▶ _Request_
Output every line of the listing below word for word, but leave out the pictures.

[Stored entries]
-- Begin --

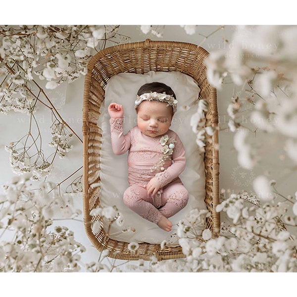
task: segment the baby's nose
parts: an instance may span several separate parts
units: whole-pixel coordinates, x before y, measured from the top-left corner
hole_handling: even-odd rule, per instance
[[[151,119],[150,121],[149,121],[149,126],[151,127],[156,127],[157,125],[157,121],[155,120]]]

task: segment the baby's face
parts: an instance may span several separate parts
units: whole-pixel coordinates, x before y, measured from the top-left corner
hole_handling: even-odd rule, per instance
[[[158,101],[143,101],[138,106],[137,126],[145,135],[156,137],[165,134],[171,124],[171,106]]]

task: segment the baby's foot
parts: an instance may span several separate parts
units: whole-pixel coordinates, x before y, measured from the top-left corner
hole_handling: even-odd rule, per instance
[[[171,231],[172,223],[164,216],[162,216],[160,220],[157,223],[157,225],[161,229],[162,229],[165,231],[167,231],[167,232]]]

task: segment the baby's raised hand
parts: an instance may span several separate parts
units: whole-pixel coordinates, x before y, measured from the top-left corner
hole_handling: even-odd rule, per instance
[[[149,182],[148,185],[147,185],[147,190],[148,190],[148,195],[149,195],[151,193],[152,196],[154,196],[156,194],[160,188],[161,187],[161,184],[158,180],[157,178],[153,177]]]
[[[120,104],[111,103],[108,106],[108,113],[111,118],[117,118],[123,117],[124,116],[124,108]]]

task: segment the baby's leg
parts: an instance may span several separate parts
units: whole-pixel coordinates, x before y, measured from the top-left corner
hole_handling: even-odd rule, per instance
[[[166,218],[175,215],[188,203],[189,192],[181,183],[169,185],[163,190],[160,212]]]
[[[148,195],[146,189],[131,186],[125,191],[123,199],[127,206],[143,218],[156,224],[166,231],[171,230],[172,224],[152,205],[151,198]]]

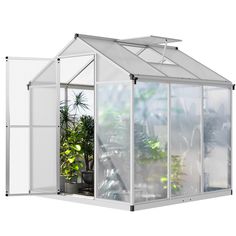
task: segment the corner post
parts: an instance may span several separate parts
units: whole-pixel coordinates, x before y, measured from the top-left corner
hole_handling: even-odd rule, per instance
[[[137,78],[130,75],[130,210],[134,209],[134,84]]]

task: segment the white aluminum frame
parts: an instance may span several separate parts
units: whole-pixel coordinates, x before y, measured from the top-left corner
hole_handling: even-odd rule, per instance
[[[85,37],[85,35],[81,35]],[[78,36],[79,37],[79,36]],[[91,36],[88,36],[91,37]],[[94,36],[97,38],[96,36]],[[102,37],[98,37],[102,39]],[[84,43],[86,43],[95,53],[86,53],[86,54],[74,54],[74,55],[66,55],[66,56],[61,56],[61,54],[69,47],[71,46],[75,40],[81,40]],[[107,40],[107,38],[106,38]],[[116,41],[116,39],[110,39],[113,41]],[[117,41],[119,42],[119,41]],[[126,45],[123,42],[119,42],[120,44]],[[142,45],[132,45],[129,44],[130,46],[139,46],[141,47]],[[145,46],[144,46],[145,47]],[[164,47],[162,45],[158,47]],[[169,48],[170,46],[167,46]],[[151,48],[151,47],[150,47]],[[171,47],[172,48],[172,47]],[[153,49],[153,48],[152,48]],[[128,49],[127,49],[128,50]],[[154,49],[153,49],[154,50]],[[168,169],[167,169],[167,175],[168,175],[168,192],[167,192],[167,198],[166,199],[161,199],[161,200],[154,200],[154,201],[149,201],[149,202],[141,202],[141,203],[135,203],[134,201],[134,89],[135,89],[135,84],[133,81],[130,81],[131,83],[131,98],[130,98],[130,202],[119,202],[115,200],[108,200],[108,199],[101,199],[98,198],[97,196],[97,143],[96,143],[96,133],[97,133],[97,85],[102,84],[102,83],[116,83],[115,81],[97,81],[97,58],[96,55],[102,55],[104,58],[112,62],[116,67],[120,68],[121,70],[124,70],[127,72],[125,69],[117,65],[115,62],[113,62],[110,58],[107,58],[102,52],[99,52],[98,50],[94,49],[92,46],[90,46],[87,42],[85,42],[82,38],[75,38],[73,39],[60,53],[57,54],[57,56],[54,59],[47,59],[47,58],[20,58],[20,57],[10,57],[9,59],[12,60],[19,60],[19,59],[25,59],[25,60],[51,60],[49,62],[52,63],[54,60],[57,58],[63,59],[63,58],[70,58],[70,57],[78,57],[78,56],[83,56],[83,55],[94,55],[94,86],[87,86],[86,89],[94,89],[94,121],[95,121],[95,130],[94,130],[94,137],[95,137],[95,144],[94,144],[94,197],[75,197],[73,195],[48,195],[48,193],[31,193],[31,195],[47,195],[48,197],[51,198],[56,198],[56,199],[63,199],[63,200],[68,200],[68,201],[76,201],[80,203],[88,203],[92,205],[98,205],[98,206],[106,206],[106,207],[112,207],[112,208],[118,208],[118,209],[124,209],[124,210],[131,210],[131,206],[134,207],[135,210],[141,210],[141,209],[146,209],[146,208],[151,208],[151,207],[158,207],[158,206],[164,206],[164,205],[169,205],[169,204],[176,204],[176,203],[182,203],[182,202],[188,202],[188,201],[194,201],[194,200],[201,200],[201,199],[207,199],[207,198],[212,198],[212,197],[218,197],[218,196],[225,196],[225,195],[231,195],[232,194],[232,176],[233,176],[233,168],[232,168],[232,121],[233,121],[233,114],[232,114],[232,83],[230,81],[212,81],[212,80],[203,80],[203,79],[186,79],[186,78],[174,78],[174,77],[162,77],[162,76],[148,76],[148,75],[134,75],[135,77],[138,78],[137,83],[139,80],[142,81],[158,81],[160,83],[167,83],[168,84]],[[175,63],[176,64],[176,63]],[[181,66],[180,66],[181,67]],[[185,68],[183,68],[186,70]],[[188,71],[188,70],[186,70]],[[189,72],[189,71],[188,71]],[[59,106],[60,106],[60,88],[68,88],[68,87],[78,87],[81,86],[81,88],[84,85],[73,85],[70,84],[64,85],[63,83],[60,84],[60,63],[57,63],[57,72],[56,72],[56,78],[57,78],[57,84],[58,86],[58,93],[57,93],[57,165],[58,167],[60,166],[60,114],[59,114]],[[189,72],[191,73],[191,72]],[[129,72],[127,72],[128,76]],[[193,74],[193,73],[191,73]],[[194,75],[194,74],[193,74]],[[198,78],[196,75],[194,75],[196,78]],[[129,82],[129,81],[119,81],[120,82]],[[118,82],[117,82],[118,83]],[[212,191],[212,192],[204,192],[204,181],[203,181],[203,168],[204,168],[204,163],[203,163],[203,156],[204,156],[204,140],[203,140],[203,106],[202,106],[202,111],[201,111],[201,192],[197,195],[193,196],[181,196],[181,197],[171,197],[171,183],[170,183],[170,175],[171,175],[171,156],[170,156],[170,137],[171,137],[171,129],[170,129],[170,117],[171,117],[171,92],[170,92],[170,86],[172,83],[181,83],[181,84],[190,84],[190,85],[200,85],[202,89],[202,100],[201,100],[201,105],[203,105],[203,86],[216,86],[216,87],[224,87],[224,88],[229,88],[230,89],[230,112],[231,112],[231,186],[228,189],[224,190],[218,190],[218,191]],[[40,85],[39,85],[40,86]],[[48,86],[42,86],[42,87],[49,87]],[[54,85],[55,86],[55,85]],[[36,86],[38,87],[38,86]],[[9,172],[9,163],[10,163],[10,113],[9,113],[9,65],[8,65],[8,60],[6,61],[6,195],[9,194],[9,183],[10,183],[10,172]],[[33,87],[32,87],[33,88]],[[32,124],[30,123],[30,127]],[[14,127],[14,126],[12,126]],[[29,127],[29,126],[20,126],[20,127]],[[53,126],[54,127],[54,126]],[[57,169],[57,185],[58,185],[58,190],[60,188],[60,169]],[[28,195],[28,194],[14,194],[14,195]]]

-- End --

▶ _Written answer_
task: segment the baby's nose
parts: an instance may span several separate parts
units: whole-pixel coordinates, x before y, measured from the top-left corner
hole_handling: even-odd rule, per instance
[[[151,119],[150,121],[149,121],[149,126],[151,127],[156,127],[157,125],[157,121],[155,120]]]

task: segment the baby's face
parts: an instance may span several separate parts
units: whole-pixel coordinates, x before y, measured from the top-left corner
hole_handling: even-odd rule, per instance
[[[158,101],[143,101],[138,106],[137,126],[145,135],[156,137],[165,134],[171,124],[171,106]]]

task: segment the baby's foot
parts: an instance may span several separate parts
units: whole-pixel coordinates, x before y, measured from the top-left corner
hole_handling: even-odd rule, per instance
[[[171,231],[172,223],[164,216],[162,216],[160,220],[157,223],[157,225],[161,229],[162,229],[165,231],[167,231],[167,232]]]

task: segment the baby's raised hand
parts: an instance may span several separate parts
units: whole-pixel coordinates, x before y, measured from the top-left corner
hole_handling: even-odd rule, per instance
[[[149,182],[148,185],[147,185],[147,190],[148,190],[148,195],[149,195],[151,193],[152,196],[154,196],[156,194],[160,188],[161,187],[161,184],[158,180],[157,178],[153,177]]]
[[[120,104],[111,103],[108,106],[108,113],[111,118],[117,118],[123,117],[124,116],[124,108]]]

task: segment the baby's leg
parts: an instance may span several separate parts
units: whole-pixel coordinates, x before y, measured from the top-left corner
hole_handling: even-odd rule, per instance
[[[166,218],[175,215],[188,203],[189,192],[181,183],[169,185],[163,190],[160,212]]]
[[[148,195],[146,189],[131,186],[125,191],[123,199],[127,206],[143,218],[156,224],[166,231],[171,230],[172,224],[152,205],[151,198]]]

task: segment the corner post
parts: an instance may span several separate parts
units: whole-pixel coordinates, x before y, measured from the top-left corner
hole_handling: even-odd rule, per instance
[[[137,78],[130,75],[130,210],[134,209],[134,84]]]

task: segment the white aluminum frame
parts: an instance may span several separate parts
units: whole-pixel coordinates, x before y, measured from the top-left corner
hole_handling: even-odd rule, per instance
[[[85,37],[85,35],[81,35]],[[78,36],[79,37],[79,36]],[[91,36],[88,36],[91,37]],[[94,36],[97,38],[96,36]],[[102,37],[98,37],[102,39]],[[84,43],[86,43],[95,53],[86,53],[86,54],[74,54],[74,55],[66,55],[66,56],[61,56],[61,54],[69,47],[71,46],[75,40],[81,40]],[[107,40],[107,38],[106,38]],[[116,41],[116,39],[110,39],[113,41]],[[117,41],[119,42],[119,41]],[[126,45],[123,42],[119,42],[120,44]],[[142,45],[132,45],[129,44],[130,46],[139,46],[141,47]],[[145,46],[144,46],[145,47]],[[164,47],[162,45],[158,47]],[[169,48],[170,46],[167,46]],[[151,48],[151,47],[150,47]],[[171,47],[172,48],[172,47]],[[153,49],[153,48],[152,48]],[[128,49],[127,49],[128,50]],[[154,49],[153,49],[154,50]],[[168,169],[167,169],[167,175],[168,175],[168,192],[167,192],[167,198],[166,199],[161,199],[161,200],[154,200],[154,201],[149,201],[149,202],[141,202],[141,203],[135,203],[134,201],[134,89],[135,89],[135,84],[133,81],[130,81],[131,83],[131,98],[130,98],[130,202],[119,202],[115,200],[108,200],[108,199],[101,199],[98,198],[97,196],[97,143],[96,143],[96,133],[97,133],[97,85],[102,84],[102,83],[116,83],[115,81],[97,81],[97,58],[96,55],[102,55],[104,58],[112,62],[116,67],[120,68],[121,70],[124,70],[127,72],[125,69],[117,65],[115,62],[113,62],[110,58],[107,58],[102,52],[99,52],[98,50],[94,49],[92,46],[90,46],[87,42],[85,42],[82,38],[75,38],[73,39],[60,53],[57,54],[57,56],[54,59],[47,59],[47,58],[20,58],[20,57],[10,57],[9,59],[12,60],[19,60],[19,59],[25,59],[25,60],[51,60],[49,62],[52,63],[54,60],[57,58],[63,59],[63,58],[70,58],[70,57],[78,57],[78,56],[83,56],[83,55],[94,55],[94,86],[87,86],[86,89],[94,89],[94,121],[95,121],[95,130],[94,130],[94,137],[95,137],[95,144],[94,144],[94,197],[75,197],[73,195],[48,195],[48,193],[31,193],[31,195],[47,195],[48,197],[51,198],[56,198],[56,199],[63,199],[63,200],[68,200],[68,201],[76,201],[80,203],[88,203],[92,205],[98,205],[98,206],[106,206],[106,207],[112,207],[112,208],[118,208],[118,209],[124,209],[124,210],[131,210],[131,206],[134,207],[135,210],[141,210],[141,209],[146,209],[146,208],[151,208],[151,207],[158,207],[158,206],[164,206],[164,205],[169,205],[169,204],[176,204],[176,203],[182,203],[182,202],[188,202],[188,201],[194,201],[194,200],[201,200],[201,199],[207,199],[207,198],[212,198],[212,197],[218,197],[218,196],[225,196],[225,195],[231,195],[232,194],[232,176],[233,176],[233,168],[232,168],[232,121],[233,121],[233,114],[232,114],[232,83],[230,81],[212,81],[212,80],[203,80],[203,79],[186,79],[186,78],[174,78],[174,77],[162,77],[162,76],[148,76],[148,75],[134,75],[135,77],[138,78],[137,83],[139,80],[142,81],[158,81],[160,83],[167,83],[168,84]],[[175,63],[176,64],[176,63]],[[181,66],[180,66],[181,67]],[[185,68],[183,68],[186,70]],[[188,71],[188,70],[186,70]],[[189,72],[189,71],[188,71]],[[59,106],[60,106],[60,88],[68,88],[68,87],[78,87],[81,86],[81,88],[84,85],[73,85],[70,84],[64,85],[63,83],[60,84],[60,63],[57,63],[57,72],[56,72],[56,78],[57,78],[57,84],[58,86],[58,93],[57,93],[57,165],[58,167],[60,166],[60,114],[59,114]],[[189,72],[191,73],[191,72]],[[129,72],[127,72],[128,76]],[[193,74],[193,73],[191,73]],[[194,75],[194,74],[193,74]],[[198,78],[196,75],[194,75],[196,78]],[[129,82],[129,81],[119,81],[120,82]],[[118,82],[117,82],[118,83]],[[212,191],[212,192],[204,192],[204,181],[203,181],[203,168],[204,168],[204,163],[203,163],[203,156],[204,156],[204,140],[203,140],[203,106],[202,106],[202,111],[201,111],[201,192],[197,195],[193,196],[181,196],[181,197],[171,197],[171,183],[170,183],[170,175],[171,175],[171,156],[170,156],[170,137],[171,137],[171,129],[170,129],[170,117],[171,117],[171,92],[170,92],[170,86],[172,83],[181,83],[181,84],[190,84],[190,85],[200,85],[202,89],[202,100],[201,100],[201,105],[203,105],[203,86],[216,86],[216,87],[224,87],[224,88],[229,88],[230,89],[230,112],[231,112],[231,186],[228,189],[224,190],[218,190],[218,191]],[[40,85],[39,85],[40,86]],[[48,86],[42,86],[42,87],[49,87]],[[54,85],[55,86],[55,85]],[[36,86],[38,87],[38,86]],[[9,172],[9,163],[10,163],[10,113],[9,113],[9,65],[8,65],[8,60],[6,61],[6,195],[9,194],[9,183],[10,183],[10,172]],[[33,87],[32,87],[33,88]],[[32,124],[30,123],[30,127]],[[14,127],[14,126],[12,126]],[[29,127],[29,126],[20,126],[20,127]],[[53,126],[54,127],[54,126]],[[57,169],[57,185],[58,185],[58,190],[60,188],[60,169]],[[28,195],[28,194],[14,194],[14,195]]]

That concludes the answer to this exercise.